▶ _Task brief_: Update the lines below by changing every "sample" to "example", and leave everything else as it is.

▶ _Listed records_:
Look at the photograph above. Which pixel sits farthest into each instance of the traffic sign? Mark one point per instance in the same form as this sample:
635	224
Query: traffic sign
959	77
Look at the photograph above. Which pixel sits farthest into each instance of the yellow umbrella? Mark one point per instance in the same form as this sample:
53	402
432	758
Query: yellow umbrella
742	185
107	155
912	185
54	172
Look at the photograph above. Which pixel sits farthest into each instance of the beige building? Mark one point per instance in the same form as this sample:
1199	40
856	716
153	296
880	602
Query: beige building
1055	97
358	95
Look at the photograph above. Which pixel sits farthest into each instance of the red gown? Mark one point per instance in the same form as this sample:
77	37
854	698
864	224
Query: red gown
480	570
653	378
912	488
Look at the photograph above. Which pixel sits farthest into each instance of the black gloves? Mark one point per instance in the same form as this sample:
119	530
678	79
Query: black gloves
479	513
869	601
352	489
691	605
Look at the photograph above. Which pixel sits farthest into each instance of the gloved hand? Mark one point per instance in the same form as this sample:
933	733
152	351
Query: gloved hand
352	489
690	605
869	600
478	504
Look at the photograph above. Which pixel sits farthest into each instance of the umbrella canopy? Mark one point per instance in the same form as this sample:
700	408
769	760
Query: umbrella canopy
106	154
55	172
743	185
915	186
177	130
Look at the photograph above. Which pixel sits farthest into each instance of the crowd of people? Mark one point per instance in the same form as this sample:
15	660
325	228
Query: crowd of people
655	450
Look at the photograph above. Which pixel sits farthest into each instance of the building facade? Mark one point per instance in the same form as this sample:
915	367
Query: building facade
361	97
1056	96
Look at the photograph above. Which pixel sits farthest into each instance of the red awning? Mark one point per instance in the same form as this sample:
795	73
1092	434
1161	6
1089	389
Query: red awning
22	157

▶ _Answer to the exercise_:
Look at the photograph above. Which pixel sits farthest into each instance of the traffic sign? Mark one point per instance in the same form as this example:
635	224
Query: traffic sign
959	77
Look at the photograph above. Which pixel sits farthest into each instance of the yellow umbrella? Mark one point per instance in the same form as this example:
53	402
432	758
Query: yellow umbrella
742	185
107	155
912	185
54	172
Look at the photograph above. Which pixel sits farthest into each instance of the beige building? Mark one point per instance in the same form as this example:
1199	40
856	716
153	296
880	602
Query: beige building
1055	97
358	95
Look at the photograph above. Which pixel sits farthest into each instance of the red gown? Mark one point per instance in the same form as this example:
77	37
854	698
864	224
Query: red gown
480	570
653	378
912	488
Look at the photograph above. Which pixel sits farthest into each instance of the black gloves? Mark one point per instance in the same form as this example:
119	530
678	79
Query: black gloves
479	513
869	601
352	489
691	605
Look at the photograph above. Which pixel sits farthest into each instance of the gloved hand? Mark one point per instance in the same form as this example:
933	733
152	351
Query: gloved hand
352	489
690	605
869	600
478	504
Look at the photograph above. Which pixel sits farthest into each instance of the umbrella canopy? Mark one point per instance in the same form as this example:
700	408
769	760
Query: umbrella canopy
106	154
55	172
743	185
915	186
177	130
Look at the photograph above. Which pixel sits farthest into each instance of the crowd of people? Mark one point per instance in the same form as this example:
15	660
325	228
Query: crowd of people
655	450
Look at the photograph above. Which pixel sits farthest into each instance of the building facade? Mark one point per instance in the same form as this example:
915	367
Query: building facade
361	97
1056	96
Look at the photograph above. Which pixel sits farthest into each instance of the red awning? Mark one point per instance in the same form as this example:
795	73
1092	434
1161	6
1089	389
Query: red awning
22	157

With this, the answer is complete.